## Directive
Locate every line in the data below that contains the string "long", and copy each of those lines in full.
═══ Recorded data ═══
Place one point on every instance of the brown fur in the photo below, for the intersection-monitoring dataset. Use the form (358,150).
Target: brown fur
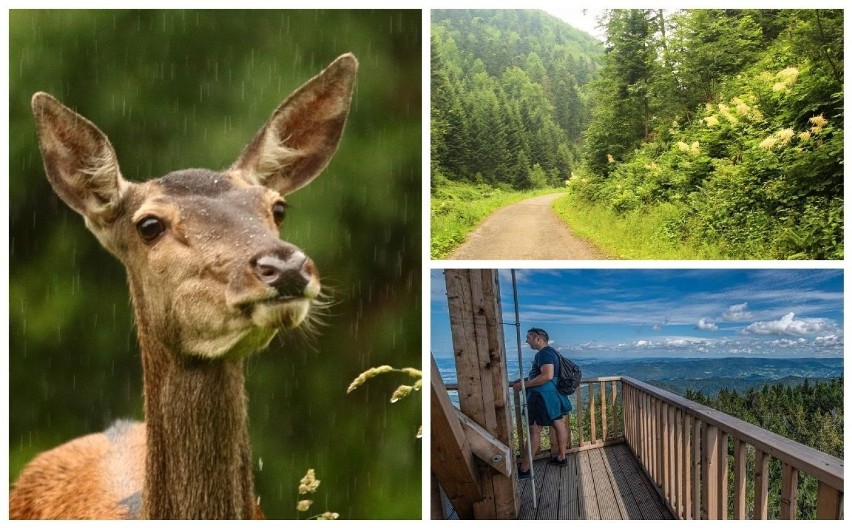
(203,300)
═══
═══ Recorded data ═══
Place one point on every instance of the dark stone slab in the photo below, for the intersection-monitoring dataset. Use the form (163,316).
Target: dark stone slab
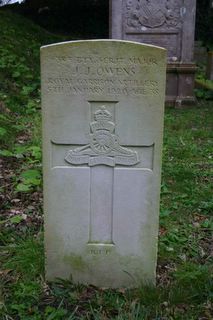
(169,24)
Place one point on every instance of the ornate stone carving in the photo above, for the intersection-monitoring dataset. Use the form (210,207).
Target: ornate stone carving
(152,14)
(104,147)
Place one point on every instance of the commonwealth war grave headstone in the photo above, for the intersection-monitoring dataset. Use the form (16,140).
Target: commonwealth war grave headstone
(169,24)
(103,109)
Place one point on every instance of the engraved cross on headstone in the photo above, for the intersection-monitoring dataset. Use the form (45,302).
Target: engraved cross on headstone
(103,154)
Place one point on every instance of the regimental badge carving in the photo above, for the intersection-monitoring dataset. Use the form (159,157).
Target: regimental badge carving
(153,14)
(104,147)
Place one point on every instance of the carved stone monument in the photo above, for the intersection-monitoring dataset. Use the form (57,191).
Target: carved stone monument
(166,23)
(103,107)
═══
═══ Recorded data ═══
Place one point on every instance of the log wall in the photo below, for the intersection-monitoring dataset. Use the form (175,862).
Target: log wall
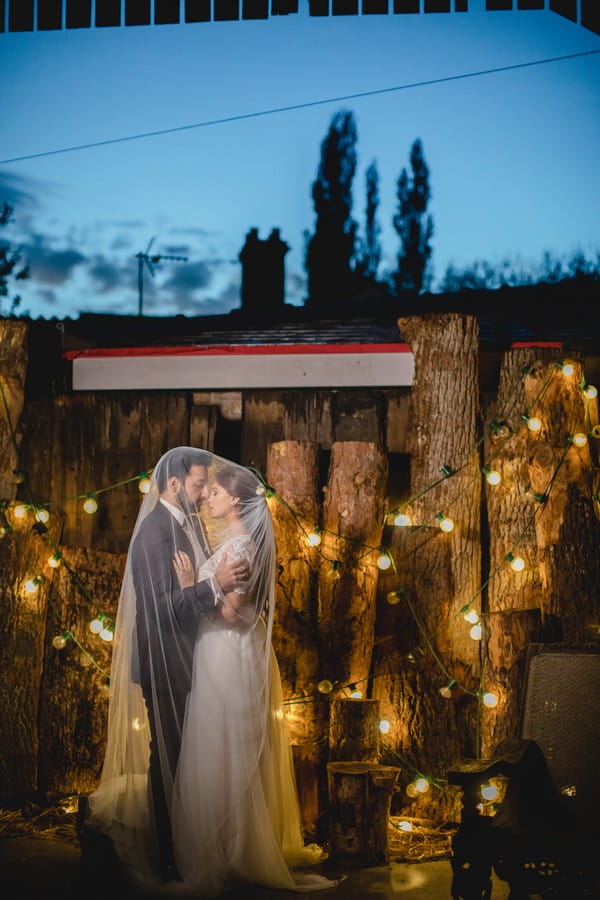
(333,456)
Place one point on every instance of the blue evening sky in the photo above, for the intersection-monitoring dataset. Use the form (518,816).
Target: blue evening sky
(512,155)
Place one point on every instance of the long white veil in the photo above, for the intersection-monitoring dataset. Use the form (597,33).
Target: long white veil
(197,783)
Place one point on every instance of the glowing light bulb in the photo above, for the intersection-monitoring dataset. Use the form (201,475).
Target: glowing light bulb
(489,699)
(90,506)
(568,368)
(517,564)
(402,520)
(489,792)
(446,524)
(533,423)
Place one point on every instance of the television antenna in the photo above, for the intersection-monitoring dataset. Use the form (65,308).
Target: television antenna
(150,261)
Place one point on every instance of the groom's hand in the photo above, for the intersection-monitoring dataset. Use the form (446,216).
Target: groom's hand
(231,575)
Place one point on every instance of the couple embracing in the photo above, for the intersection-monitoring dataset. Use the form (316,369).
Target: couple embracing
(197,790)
═══
## Output for this exercise
Place one point on every instance of the long white veil in the photo above, for the intersection-monitoring dataset. Use the form (597,33).
Target: long white veil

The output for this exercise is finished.